EXCERPT →
(begin)

Lic. Francisco (Pancho) Ochoa Bejarano

Pictured right in the photo
It would be remiss of me not to mention the untimely passing of Francisco, who I worked with in Mexico. He was a licenciado (lawyer) who lived in, around and among the underworld of Mexico until he was tortured and murdered this week.
An unfeeling person who knew him asked me, “How did you think that he’d end up?” I replied that I thought that he’d end up tortured and body-dumped, but that doesn’t mean that I didn’t like the lovable rogue.
In order to share a few lighter moments, I must remind you that (1) It’s Mexico. (2) It’s Mexico; and (3) It’s Mexico. Don’t judge.

Context: Most Mexican men have a number of wives. In fact, I can’t think of one that I know who doesn’t have at least two or three. The Casa Grande (Old Mom) is the first. 

In the case of the infamous Chapo Guzman, Casa Grande is Alexandrina, who I know. The other wives (in the case of Chapo G, there must be a dozen or more) fall into the category of Casa Chica. 

They don’t often mix socially. The exception is the ‘Mexican Wedding’, a tradition of sometimes up to fifty bride’s maids, where every wife stands in the reception line and hisses at the others.

!Birthday Party!
Location: El Tabule Restaurante, Tijuana, BC Norte, Mexico
El Tabule, owned by Francisco at the time, was a hang out for Cártel Arellano Félix, and it was the place where I had personally met with the leadership of that cartel. The restaurant was originally owned by Mohammed al Sidiki, (who I have also met) who also owned a restaurant of the same name in San Diego. Mohammed, a Middle Eastern money launderer, had his own problems and abandoned ownership to his partner – another money Mexican launderer, who ended up doing a lengthy sentence in a Mexican Prison. Because Francisco was their attorney, he took the place for fees. At one time he also owned, Los Mariachis, across the street – the local favorite breakfast spot if you’re in TJ.

(end)

OBJECTIVES →
1: Reproduce the piece on Francisco Ochoa between "An unfeeling person" and "is the first.", inclusive.
2: Does the piece on Francisco Ochoa agree with each statement? (a) Francisco was the first owner of El Tabule. (b) Francisco was a lawyer. (c) Francisco took over El Tabule as payment for fees. Answer yes or no for each, and quote the words from the piece that decide it.
You won't need the records for any of this.

[A run of records]
(begin)

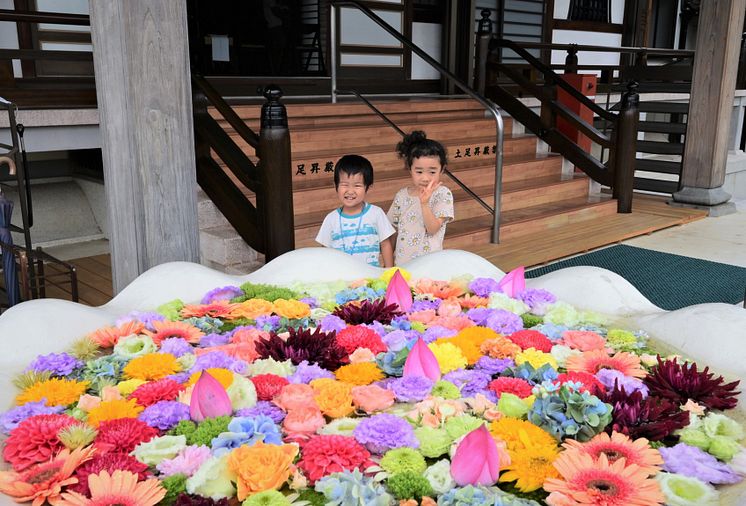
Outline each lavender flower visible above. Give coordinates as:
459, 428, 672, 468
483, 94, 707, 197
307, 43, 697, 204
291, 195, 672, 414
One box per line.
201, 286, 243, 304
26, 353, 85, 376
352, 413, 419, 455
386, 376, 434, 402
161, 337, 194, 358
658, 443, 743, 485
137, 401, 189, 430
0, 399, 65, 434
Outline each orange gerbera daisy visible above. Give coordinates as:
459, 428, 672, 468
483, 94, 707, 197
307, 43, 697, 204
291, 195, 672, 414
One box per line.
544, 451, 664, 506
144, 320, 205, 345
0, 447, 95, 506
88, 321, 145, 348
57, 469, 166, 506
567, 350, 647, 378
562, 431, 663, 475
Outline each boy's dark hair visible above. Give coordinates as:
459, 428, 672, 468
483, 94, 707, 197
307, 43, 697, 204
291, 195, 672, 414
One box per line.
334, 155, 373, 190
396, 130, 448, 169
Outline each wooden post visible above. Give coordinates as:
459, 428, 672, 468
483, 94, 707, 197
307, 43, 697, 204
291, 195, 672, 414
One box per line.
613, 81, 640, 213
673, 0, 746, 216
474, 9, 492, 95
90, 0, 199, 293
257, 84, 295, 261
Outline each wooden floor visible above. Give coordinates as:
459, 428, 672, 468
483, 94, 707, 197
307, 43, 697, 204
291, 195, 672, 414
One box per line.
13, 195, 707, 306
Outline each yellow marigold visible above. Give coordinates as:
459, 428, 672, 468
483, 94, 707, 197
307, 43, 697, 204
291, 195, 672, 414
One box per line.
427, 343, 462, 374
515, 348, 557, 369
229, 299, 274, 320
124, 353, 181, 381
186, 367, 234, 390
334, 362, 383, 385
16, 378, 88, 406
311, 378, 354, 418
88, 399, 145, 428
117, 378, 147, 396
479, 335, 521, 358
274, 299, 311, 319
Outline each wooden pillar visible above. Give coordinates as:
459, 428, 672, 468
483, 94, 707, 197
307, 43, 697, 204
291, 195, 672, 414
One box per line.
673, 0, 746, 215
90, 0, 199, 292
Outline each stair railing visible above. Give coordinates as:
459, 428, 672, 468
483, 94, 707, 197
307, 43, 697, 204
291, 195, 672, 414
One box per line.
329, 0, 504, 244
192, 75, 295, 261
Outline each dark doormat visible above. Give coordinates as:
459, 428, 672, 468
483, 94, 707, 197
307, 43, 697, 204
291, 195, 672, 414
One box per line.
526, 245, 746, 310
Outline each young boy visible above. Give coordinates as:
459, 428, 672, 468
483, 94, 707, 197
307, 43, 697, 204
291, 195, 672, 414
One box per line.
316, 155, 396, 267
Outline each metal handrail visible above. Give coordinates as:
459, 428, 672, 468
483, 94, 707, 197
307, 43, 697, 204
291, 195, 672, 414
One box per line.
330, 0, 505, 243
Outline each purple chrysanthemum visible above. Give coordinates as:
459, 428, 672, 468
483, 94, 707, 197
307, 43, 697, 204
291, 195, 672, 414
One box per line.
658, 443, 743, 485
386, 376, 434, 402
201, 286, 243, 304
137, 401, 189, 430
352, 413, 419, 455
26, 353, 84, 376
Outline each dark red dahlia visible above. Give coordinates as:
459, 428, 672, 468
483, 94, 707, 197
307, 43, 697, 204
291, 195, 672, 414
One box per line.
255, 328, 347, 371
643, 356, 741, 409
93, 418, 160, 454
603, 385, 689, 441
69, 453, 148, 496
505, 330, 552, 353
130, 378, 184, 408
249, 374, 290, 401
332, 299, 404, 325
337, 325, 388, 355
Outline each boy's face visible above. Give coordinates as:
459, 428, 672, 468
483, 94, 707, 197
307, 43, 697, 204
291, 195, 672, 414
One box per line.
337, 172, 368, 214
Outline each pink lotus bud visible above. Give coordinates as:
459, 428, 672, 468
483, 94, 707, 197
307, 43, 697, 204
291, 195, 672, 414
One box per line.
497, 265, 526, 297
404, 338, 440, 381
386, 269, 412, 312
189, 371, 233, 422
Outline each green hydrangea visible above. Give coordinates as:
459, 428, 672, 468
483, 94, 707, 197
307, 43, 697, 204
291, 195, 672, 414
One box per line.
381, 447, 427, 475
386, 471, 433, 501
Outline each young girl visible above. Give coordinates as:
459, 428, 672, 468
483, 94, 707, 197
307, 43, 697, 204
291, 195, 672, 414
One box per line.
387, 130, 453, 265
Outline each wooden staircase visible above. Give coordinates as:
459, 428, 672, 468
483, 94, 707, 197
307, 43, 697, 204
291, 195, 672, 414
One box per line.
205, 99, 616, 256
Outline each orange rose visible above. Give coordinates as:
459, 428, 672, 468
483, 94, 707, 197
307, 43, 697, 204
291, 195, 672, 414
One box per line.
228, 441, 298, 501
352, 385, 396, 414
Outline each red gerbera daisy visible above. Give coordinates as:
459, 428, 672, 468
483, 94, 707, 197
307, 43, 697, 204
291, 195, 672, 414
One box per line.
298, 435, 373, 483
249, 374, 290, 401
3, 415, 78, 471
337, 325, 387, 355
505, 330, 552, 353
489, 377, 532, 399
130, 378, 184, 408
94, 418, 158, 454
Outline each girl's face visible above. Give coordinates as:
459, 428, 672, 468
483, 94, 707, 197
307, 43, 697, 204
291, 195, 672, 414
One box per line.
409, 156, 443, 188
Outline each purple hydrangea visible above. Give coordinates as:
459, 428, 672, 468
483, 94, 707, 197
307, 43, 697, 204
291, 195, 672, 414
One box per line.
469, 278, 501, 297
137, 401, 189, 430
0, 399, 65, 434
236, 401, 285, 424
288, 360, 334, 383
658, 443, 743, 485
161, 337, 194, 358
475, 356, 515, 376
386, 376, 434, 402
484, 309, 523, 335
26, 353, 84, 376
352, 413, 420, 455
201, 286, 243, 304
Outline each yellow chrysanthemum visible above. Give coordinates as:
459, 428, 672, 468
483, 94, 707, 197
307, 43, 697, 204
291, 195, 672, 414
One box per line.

(end)

RESULTS →
1:
An unfeeling person who knew him asked me, “How did you think that he’d end up?” I replied that I thought that he’d end up tortured and body-dumped, but that doesn’t mean that I didn’t like the lovable rogue.
In order to share a few lighter moments, I must remind you that (1) It’s Mexico. (2) It’s Mexico; and (3) It’s Mexico. Don’t judge.

Context: Most Mexican men have a number of wives. In fact, I can’t think of one that I know who doesn’t have at least two or three. The Casa Grande (Old Mom) is the first.

2:
(a) No: "The restaurant was originally owned by Mohammed al Sidiki"
(b) Yes: "He was a licenciado (lawyer)"
(c) Yes: "Because Francisco was their attorney, he took the place for fees."